Instruction. Write out the records again, requests included, from the start up to and including the line with "point(163, 184)", and shift every answer point by adding 89 to both of its coordinates. Leave the numbers in the requests and their sample points as they are.

[Records from a collection]
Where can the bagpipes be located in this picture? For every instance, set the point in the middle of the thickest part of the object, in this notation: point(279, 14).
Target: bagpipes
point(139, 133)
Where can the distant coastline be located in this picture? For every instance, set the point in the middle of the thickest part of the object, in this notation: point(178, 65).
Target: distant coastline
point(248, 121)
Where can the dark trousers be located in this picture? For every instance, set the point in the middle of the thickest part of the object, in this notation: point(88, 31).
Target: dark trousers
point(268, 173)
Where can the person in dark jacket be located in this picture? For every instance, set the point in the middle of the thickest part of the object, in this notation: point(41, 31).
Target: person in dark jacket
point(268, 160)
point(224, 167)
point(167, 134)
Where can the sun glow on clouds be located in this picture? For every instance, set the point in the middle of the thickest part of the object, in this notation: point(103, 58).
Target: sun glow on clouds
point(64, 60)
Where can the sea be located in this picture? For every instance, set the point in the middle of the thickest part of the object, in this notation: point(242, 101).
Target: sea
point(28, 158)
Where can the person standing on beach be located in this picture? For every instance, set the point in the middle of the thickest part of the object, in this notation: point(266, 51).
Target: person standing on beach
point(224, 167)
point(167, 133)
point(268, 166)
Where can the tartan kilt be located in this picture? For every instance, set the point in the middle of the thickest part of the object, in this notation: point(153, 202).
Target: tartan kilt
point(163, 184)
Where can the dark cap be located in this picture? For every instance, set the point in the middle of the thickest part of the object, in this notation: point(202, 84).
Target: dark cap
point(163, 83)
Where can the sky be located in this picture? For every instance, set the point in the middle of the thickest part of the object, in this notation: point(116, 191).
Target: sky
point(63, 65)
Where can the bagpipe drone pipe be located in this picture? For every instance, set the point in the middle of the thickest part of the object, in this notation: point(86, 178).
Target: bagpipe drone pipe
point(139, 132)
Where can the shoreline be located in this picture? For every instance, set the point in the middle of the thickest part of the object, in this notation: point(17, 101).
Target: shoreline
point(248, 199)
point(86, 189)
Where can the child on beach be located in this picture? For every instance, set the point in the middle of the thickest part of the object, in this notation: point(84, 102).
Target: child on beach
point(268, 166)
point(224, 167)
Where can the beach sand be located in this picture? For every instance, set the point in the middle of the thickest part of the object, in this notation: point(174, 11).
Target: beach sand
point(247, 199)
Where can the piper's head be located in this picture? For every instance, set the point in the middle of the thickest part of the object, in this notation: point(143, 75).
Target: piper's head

Task response.
Where can the bagpipes be located in this picture? For every instance, set the point in the middle of the thickest part of the object, in this notation: point(279, 14).
Target: bagpipes
point(228, 222)
Where can the distant coastline be located in this picture? For every instance, set the point in the middle of the thickest part of the object, in this notation: point(178, 65).
Target: distant coastline
point(337, 210)
Where can the dark trousers be located in this picture? For every instance, set the point in the middle of the thickest part of the object, in this notation: point(88, 31).
Target: dark trousers
point(357, 262)
Where can the person in dark jacket be located in this picture? For every instance, set the point in the middle of the thickest part of the object, in this notation: point(41, 31).
Target: person in dark jacket
point(357, 249)
point(313, 256)
point(256, 223)
Where can the sun glow on clouds be located in this picture? For every instance, set the point in the middle of the thickest part of the object, in this notation: point(103, 58).
Target: sun glow on clouds
point(153, 149)
Where can the sea be located in this picture? For every instance, set the point in the middle of the thickest part of the object, in this notation: point(242, 101).
Target: sea
point(117, 247)
Where can the person standing on beach be located in this picture? For every instance, set the point in the middle of the thickest part of the object, in this notation: point(266, 51).
Target: person standing on beach
point(313, 256)
point(256, 222)
point(357, 255)
Where can the tartan kilt be located in this picture? For every instance, set the point in the middle of the thickest part of the object, in this notation: point(153, 202).
Target: tartan kilt
point(252, 273)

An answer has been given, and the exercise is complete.